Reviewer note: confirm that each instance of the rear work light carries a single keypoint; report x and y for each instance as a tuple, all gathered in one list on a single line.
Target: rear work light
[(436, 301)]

---

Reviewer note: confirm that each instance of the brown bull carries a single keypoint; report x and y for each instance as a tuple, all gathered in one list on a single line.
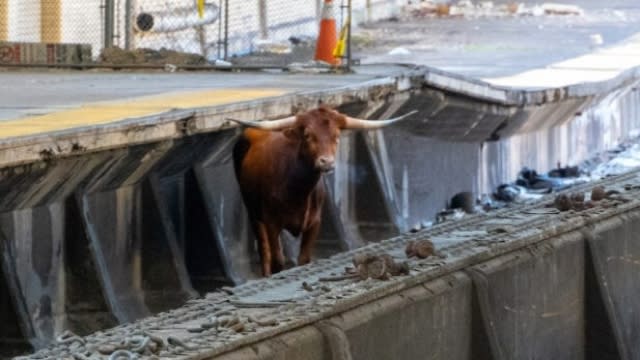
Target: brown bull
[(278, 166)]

PROBLEM -> Write out again the items above, from the line with "Reviewer note: confirm that each instance of the brown" up to and including the line with "[(278, 166)]", leaving out the pictures.

TASK RESPONSE ->
Reviewer note: confirm that each instance of the brown bull carries a single keypoint; report x and y for each instance as a tuple, all gathered in one list on a single line.
Target: brown bull
[(278, 166)]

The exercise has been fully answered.